* [TEXTO PROPORCIONADO]:
En Nieve de primavera un chico y una muchacha de la nobleza son amigos desde
la infancia, hijos de familias muy relacionadas; crecen como hermanos, se
apasionan en la adolescencia. No necesitaban sino contestar sí, cuando se les
preguntó, para llegar a la boda tan deseada en medio de la felicidad y de la fiesta
de todos. Pero el chico, Kiyoaki, ha sido escogido por su autor para ser algo más
que un personaje: es el símbolo de toda una existencia humana consagrada al
amor, de toda la belleza y la juventud encaminadas a ser abatidas por el ramalazo
de un amor brutal, radical. El amor propicio no le sirve, lo quiere imposible y
fatídico. Es menos personaje que emblema.

* [INSTRUCCIÓN 1]: Edite el pasaje del comentario sobre Nieve de primavera comprendido entre "En Nieve de" y "personaje que emblema.", ambos inclusive, sustituyendo "boda" por "unión".
* [INSTRUCCIÓN 2]: Según el comentario sobre Nieve de primavera, ¿desde cuándo son amigos el chico y la muchacha?
Las entradas constituyen un material aparte, independiente del texto.

Entradas de identificación de ubicación:
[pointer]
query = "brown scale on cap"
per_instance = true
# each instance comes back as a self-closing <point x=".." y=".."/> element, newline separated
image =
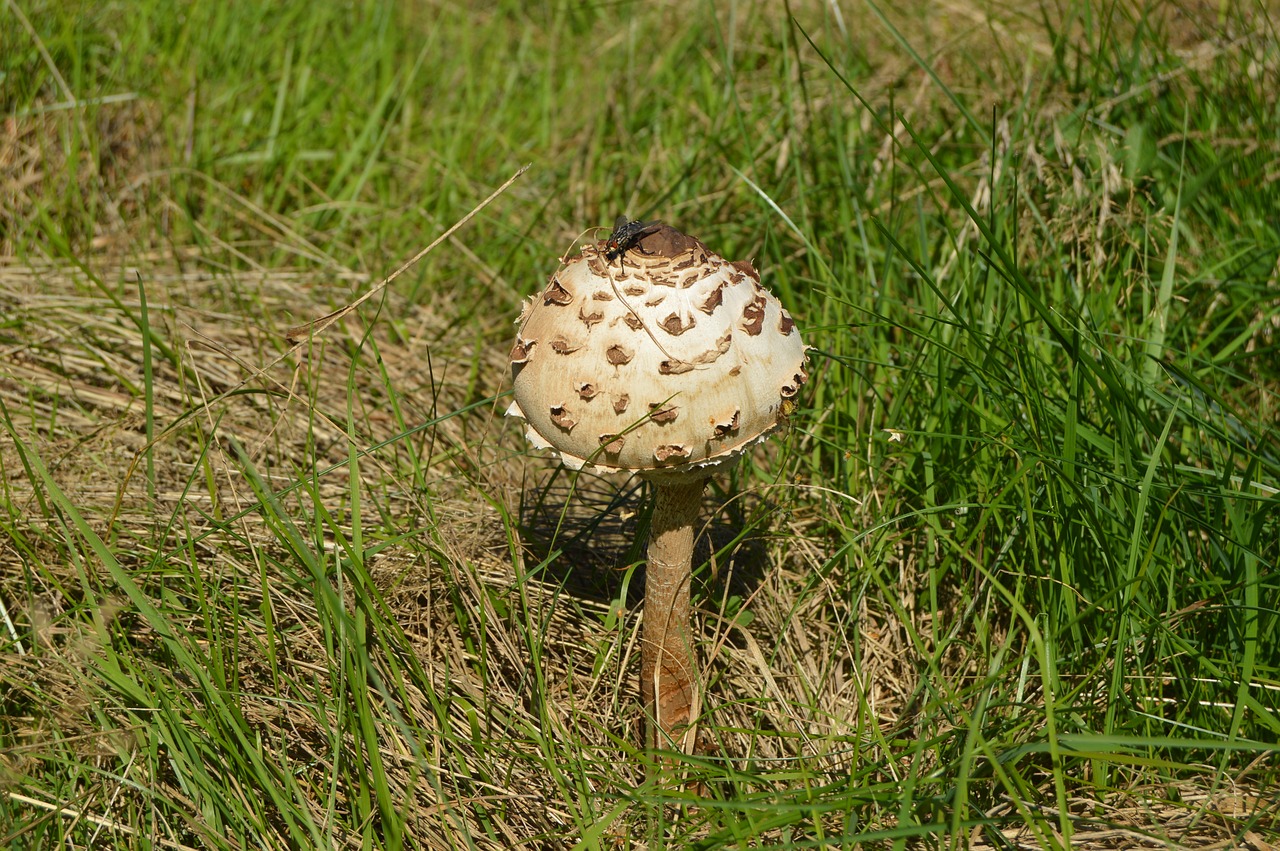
<point x="713" y="301"/>
<point x="671" y="452"/>
<point x="675" y="325"/>
<point x="667" y="319"/>
<point x="725" y="383"/>
<point x="561" y="417"/>
<point x="557" y="294"/>
<point x="617" y="355"/>
<point x="753" y="316"/>
<point x="725" y="425"/>
<point x="661" y="415"/>
<point x="521" y="351"/>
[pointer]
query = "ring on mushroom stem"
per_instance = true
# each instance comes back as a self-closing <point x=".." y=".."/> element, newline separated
<point x="713" y="364"/>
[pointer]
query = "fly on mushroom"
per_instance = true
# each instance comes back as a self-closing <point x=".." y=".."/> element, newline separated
<point x="625" y="236"/>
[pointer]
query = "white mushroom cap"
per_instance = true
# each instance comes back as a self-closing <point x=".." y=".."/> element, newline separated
<point x="668" y="361"/>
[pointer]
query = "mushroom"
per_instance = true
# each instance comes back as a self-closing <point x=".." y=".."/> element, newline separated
<point x="689" y="364"/>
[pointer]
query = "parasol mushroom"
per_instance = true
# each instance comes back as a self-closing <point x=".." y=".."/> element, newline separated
<point x="653" y="355"/>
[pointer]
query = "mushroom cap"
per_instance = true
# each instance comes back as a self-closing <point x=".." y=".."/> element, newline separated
<point x="668" y="361"/>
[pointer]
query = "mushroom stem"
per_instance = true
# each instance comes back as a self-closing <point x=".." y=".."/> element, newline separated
<point x="667" y="652"/>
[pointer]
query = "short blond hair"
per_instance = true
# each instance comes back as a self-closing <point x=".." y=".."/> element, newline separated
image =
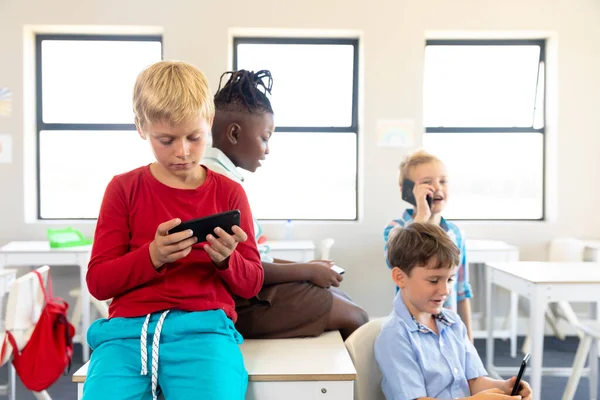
<point x="171" y="92"/>
<point x="413" y="160"/>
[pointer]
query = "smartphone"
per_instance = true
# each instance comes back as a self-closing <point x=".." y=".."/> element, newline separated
<point x="337" y="269"/>
<point x="206" y="225"/>
<point x="520" y="375"/>
<point x="407" y="193"/>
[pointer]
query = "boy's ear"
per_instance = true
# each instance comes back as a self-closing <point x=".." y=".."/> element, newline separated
<point x="140" y="132"/>
<point x="399" y="277"/>
<point x="233" y="133"/>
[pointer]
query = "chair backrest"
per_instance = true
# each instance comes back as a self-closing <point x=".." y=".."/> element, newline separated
<point x="566" y="249"/>
<point x="360" y="345"/>
<point x="24" y="307"/>
<point x="325" y="247"/>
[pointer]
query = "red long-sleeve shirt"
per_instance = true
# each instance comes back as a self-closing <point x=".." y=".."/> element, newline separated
<point x="134" y="204"/>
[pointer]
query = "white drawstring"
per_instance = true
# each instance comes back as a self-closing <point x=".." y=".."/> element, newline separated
<point x="155" y="346"/>
<point x="143" y="346"/>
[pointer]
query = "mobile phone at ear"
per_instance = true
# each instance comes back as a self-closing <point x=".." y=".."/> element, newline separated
<point x="337" y="269"/>
<point x="206" y="225"/>
<point x="407" y="193"/>
<point x="520" y="375"/>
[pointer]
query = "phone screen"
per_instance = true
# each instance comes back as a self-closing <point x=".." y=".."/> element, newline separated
<point x="407" y="193"/>
<point x="520" y="375"/>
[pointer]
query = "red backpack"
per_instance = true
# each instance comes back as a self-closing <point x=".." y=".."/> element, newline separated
<point x="48" y="352"/>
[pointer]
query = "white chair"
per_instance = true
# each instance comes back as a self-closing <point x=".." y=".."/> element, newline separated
<point x="587" y="349"/>
<point x="360" y="347"/>
<point x="325" y="247"/>
<point x="23" y="309"/>
<point x="561" y="250"/>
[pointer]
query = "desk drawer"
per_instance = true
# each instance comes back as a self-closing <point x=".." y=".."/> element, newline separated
<point x="301" y="390"/>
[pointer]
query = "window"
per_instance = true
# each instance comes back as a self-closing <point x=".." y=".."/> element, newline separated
<point x="311" y="171"/>
<point x="85" y="130"/>
<point x="484" y="106"/>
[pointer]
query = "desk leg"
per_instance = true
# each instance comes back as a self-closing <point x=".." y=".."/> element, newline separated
<point x="85" y="307"/>
<point x="489" y="318"/>
<point x="514" y="317"/>
<point x="536" y="329"/>
<point x="12" y="382"/>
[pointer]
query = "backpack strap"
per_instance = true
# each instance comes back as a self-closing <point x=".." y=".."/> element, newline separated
<point x="13" y="343"/>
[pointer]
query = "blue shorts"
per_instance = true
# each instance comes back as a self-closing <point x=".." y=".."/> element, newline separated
<point x="197" y="357"/>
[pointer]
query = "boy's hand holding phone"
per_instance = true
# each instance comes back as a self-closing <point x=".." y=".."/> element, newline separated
<point x="322" y="275"/>
<point x="493" y="394"/>
<point x="219" y="248"/>
<point x="167" y="248"/>
<point x="423" y="207"/>
<point x="524" y="388"/>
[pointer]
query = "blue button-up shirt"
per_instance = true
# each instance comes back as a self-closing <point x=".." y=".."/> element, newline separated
<point x="416" y="362"/>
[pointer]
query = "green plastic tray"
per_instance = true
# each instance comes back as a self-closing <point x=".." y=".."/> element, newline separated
<point x="67" y="237"/>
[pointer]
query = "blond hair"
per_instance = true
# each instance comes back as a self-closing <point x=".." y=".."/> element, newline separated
<point x="414" y="160"/>
<point x="420" y="244"/>
<point x="171" y="92"/>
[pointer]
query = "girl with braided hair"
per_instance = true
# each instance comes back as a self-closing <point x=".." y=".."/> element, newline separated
<point x="297" y="299"/>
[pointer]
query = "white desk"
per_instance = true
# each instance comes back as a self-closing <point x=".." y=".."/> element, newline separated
<point x="7" y="277"/>
<point x="292" y="250"/>
<point x="291" y="369"/>
<point x="592" y="250"/>
<point x="40" y="253"/>
<point x="484" y="251"/>
<point x="541" y="283"/>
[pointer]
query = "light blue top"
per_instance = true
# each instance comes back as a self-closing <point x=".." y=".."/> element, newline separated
<point x="415" y="362"/>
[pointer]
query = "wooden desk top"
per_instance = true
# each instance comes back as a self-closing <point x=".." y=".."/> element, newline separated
<point x="324" y="358"/>
<point x="551" y="272"/>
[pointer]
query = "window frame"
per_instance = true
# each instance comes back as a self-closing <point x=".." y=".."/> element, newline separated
<point x="491" y="130"/>
<point x="352" y="128"/>
<point x="39" y="112"/>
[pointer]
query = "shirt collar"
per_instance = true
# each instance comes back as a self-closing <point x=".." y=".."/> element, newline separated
<point x="220" y="157"/>
<point x="410" y="321"/>
<point x="409" y="215"/>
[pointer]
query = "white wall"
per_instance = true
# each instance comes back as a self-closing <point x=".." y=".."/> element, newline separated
<point x="393" y="39"/>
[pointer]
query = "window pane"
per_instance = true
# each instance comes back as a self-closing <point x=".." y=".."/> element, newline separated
<point x="312" y="84"/>
<point x="75" y="168"/>
<point x="289" y="185"/>
<point x="88" y="81"/>
<point x="480" y="86"/>
<point x="491" y="175"/>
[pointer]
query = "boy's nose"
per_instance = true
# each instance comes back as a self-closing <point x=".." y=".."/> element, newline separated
<point x="183" y="150"/>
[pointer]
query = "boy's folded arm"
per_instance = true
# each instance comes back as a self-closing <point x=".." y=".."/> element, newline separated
<point x="110" y="275"/>
<point x="482" y="383"/>
<point x="244" y="274"/>
<point x="113" y="269"/>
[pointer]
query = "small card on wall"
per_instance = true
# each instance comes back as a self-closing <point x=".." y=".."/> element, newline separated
<point x="395" y="133"/>
<point x="5" y="148"/>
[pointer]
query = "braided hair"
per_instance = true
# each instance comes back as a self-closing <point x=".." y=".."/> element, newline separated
<point x="242" y="92"/>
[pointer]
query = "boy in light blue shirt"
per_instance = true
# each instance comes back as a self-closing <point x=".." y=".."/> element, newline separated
<point x="423" y="351"/>
<point x="431" y="180"/>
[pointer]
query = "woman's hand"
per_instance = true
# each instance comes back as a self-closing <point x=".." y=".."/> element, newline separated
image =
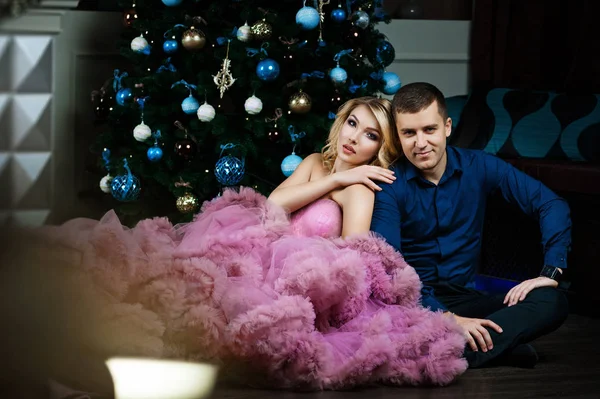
<point x="366" y="175"/>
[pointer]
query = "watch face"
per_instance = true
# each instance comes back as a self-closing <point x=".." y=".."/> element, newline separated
<point x="550" y="272"/>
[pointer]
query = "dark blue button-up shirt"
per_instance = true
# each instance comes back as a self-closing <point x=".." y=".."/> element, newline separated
<point x="438" y="228"/>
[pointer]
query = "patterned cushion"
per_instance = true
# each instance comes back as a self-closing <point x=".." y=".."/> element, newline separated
<point x="528" y="124"/>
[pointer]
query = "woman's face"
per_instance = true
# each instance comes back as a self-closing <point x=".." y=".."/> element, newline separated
<point x="360" y="138"/>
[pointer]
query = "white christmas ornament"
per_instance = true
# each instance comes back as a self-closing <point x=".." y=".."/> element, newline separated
<point x="139" y="44"/>
<point x="105" y="184"/>
<point x="142" y="132"/>
<point x="206" y="112"/>
<point x="253" y="105"/>
<point x="244" y="34"/>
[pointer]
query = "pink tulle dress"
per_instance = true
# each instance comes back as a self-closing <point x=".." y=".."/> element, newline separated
<point x="275" y="300"/>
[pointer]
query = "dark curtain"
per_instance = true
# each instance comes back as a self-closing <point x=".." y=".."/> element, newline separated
<point x="536" y="44"/>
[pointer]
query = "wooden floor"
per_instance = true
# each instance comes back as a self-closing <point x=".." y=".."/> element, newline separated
<point x="569" y="367"/>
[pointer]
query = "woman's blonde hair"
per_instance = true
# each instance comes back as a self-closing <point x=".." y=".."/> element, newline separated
<point x="382" y="111"/>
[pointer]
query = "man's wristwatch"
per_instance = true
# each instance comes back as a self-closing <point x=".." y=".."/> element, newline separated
<point x="551" y="272"/>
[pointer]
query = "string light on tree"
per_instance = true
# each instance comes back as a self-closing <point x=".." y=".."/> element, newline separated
<point x="194" y="39"/>
<point x="244" y="34"/>
<point x="129" y="16"/>
<point x="185" y="148"/>
<point x="224" y="79"/>
<point x="142" y="131"/>
<point x="106" y="181"/>
<point x="170" y="45"/>
<point x="124" y="94"/>
<point x="172" y="3"/>
<point x="321" y="20"/>
<point x="188" y="202"/>
<point x="273" y="134"/>
<point x="361" y="19"/>
<point x="300" y="103"/>
<point x="261" y="30"/>
<point x="155" y="153"/>
<point x="338" y="15"/>
<point x="103" y="100"/>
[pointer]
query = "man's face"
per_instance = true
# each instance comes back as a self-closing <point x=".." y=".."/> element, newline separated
<point x="423" y="139"/>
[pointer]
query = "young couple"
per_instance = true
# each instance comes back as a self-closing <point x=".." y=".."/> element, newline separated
<point x="294" y="291"/>
<point x="430" y="208"/>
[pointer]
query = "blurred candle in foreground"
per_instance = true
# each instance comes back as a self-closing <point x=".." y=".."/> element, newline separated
<point x="136" y="378"/>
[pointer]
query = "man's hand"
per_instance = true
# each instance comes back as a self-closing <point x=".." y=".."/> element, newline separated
<point x="476" y="333"/>
<point x="519" y="292"/>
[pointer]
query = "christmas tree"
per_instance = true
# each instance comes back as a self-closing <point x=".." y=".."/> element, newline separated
<point x="231" y="92"/>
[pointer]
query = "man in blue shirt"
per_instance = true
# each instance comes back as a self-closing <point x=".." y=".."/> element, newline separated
<point x="433" y="214"/>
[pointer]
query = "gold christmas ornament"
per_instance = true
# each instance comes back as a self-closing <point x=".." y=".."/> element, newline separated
<point x="187" y="203"/>
<point x="224" y="79"/>
<point x="300" y="103"/>
<point x="261" y="30"/>
<point x="193" y="39"/>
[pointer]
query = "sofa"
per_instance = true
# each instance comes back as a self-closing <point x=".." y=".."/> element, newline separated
<point x="555" y="138"/>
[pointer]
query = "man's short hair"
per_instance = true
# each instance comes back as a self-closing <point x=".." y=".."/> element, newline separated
<point x="415" y="97"/>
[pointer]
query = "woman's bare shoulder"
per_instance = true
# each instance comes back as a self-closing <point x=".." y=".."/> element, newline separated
<point x="355" y="193"/>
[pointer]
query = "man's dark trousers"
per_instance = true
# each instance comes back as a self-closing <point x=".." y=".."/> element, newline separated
<point x="541" y="312"/>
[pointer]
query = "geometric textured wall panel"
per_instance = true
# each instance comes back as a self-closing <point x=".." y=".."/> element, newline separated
<point x="32" y="64"/>
<point x="26" y="172"/>
<point x="5" y="63"/>
<point x="31" y="122"/>
<point x="5" y="121"/>
<point x="31" y="178"/>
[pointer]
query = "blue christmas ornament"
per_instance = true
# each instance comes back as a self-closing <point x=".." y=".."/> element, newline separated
<point x="172" y="3"/>
<point x="229" y="170"/>
<point x="154" y="154"/>
<point x="290" y="163"/>
<point x="125" y="188"/>
<point x="170" y="46"/>
<point x="267" y="70"/>
<point x="307" y="18"/>
<point x="383" y="54"/>
<point x="190" y="105"/>
<point x="338" y="75"/>
<point x="124" y="96"/>
<point x="391" y="83"/>
<point x="338" y="15"/>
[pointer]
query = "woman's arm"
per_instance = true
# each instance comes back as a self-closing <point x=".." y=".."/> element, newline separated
<point x="297" y="190"/>
<point x="357" y="207"/>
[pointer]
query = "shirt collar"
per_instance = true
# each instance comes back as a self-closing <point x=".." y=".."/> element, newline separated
<point x="453" y="165"/>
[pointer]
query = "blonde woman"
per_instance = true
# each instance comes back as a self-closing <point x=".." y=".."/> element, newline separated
<point x="362" y="144"/>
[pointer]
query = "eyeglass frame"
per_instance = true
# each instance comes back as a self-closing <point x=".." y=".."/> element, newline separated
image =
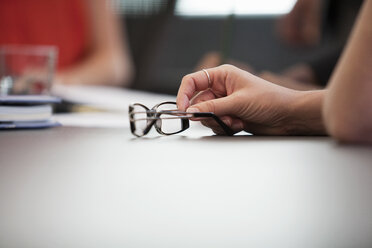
<point x="153" y="115"/>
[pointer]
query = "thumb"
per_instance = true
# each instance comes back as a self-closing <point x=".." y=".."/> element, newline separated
<point x="221" y="106"/>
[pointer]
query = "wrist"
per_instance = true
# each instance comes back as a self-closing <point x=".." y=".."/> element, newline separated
<point x="305" y="115"/>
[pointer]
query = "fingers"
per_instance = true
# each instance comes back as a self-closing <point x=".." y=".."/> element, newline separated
<point x="199" y="81"/>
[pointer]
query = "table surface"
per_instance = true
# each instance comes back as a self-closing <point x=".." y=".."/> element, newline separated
<point x="101" y="187"/>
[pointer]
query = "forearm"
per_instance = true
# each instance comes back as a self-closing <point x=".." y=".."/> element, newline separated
<point x="348" y="109"/>
<point x="305" y="116"/>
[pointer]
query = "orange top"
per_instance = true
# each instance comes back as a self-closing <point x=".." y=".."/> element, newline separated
<point x="46" y="22"/>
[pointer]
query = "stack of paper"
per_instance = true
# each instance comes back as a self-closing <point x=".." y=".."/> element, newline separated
<point x="31" y="111"/>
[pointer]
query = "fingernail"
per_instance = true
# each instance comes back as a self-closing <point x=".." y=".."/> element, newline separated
<point x="192" y="110"/>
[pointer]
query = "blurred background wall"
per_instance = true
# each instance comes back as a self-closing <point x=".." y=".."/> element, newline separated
<point x="167" y="42"/>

* [RESULTADO FINAL 1]:
En Nieve de primavera un chico y una muchacha de la nobleza son amigos desde
la infancia, hijos de familias muy relacionadas; crecen como hermanos, se
apasionan en la adolescencia. No necesitaban sino contestar sí, cuando se les
preguntó, para llegar a la unión tan deseada en medio de la felicidad y de la fiesta
de todos. Pero el chico, Kiyoaki, ha sido escogido por su autor para ser algo más
que un personaje: es el símbolo de toda una existencia humana consagrada al
amor, de toda la belleza y la juventud encaminadas a ser abatidas por el ramalazo
de un amor brutal, radical. El amor propicio no le sirve, lo quiere imposible y
fatídico. Es menos personaje que emblema.

* [RESULTADO FINAL 2]: Desde la infancia.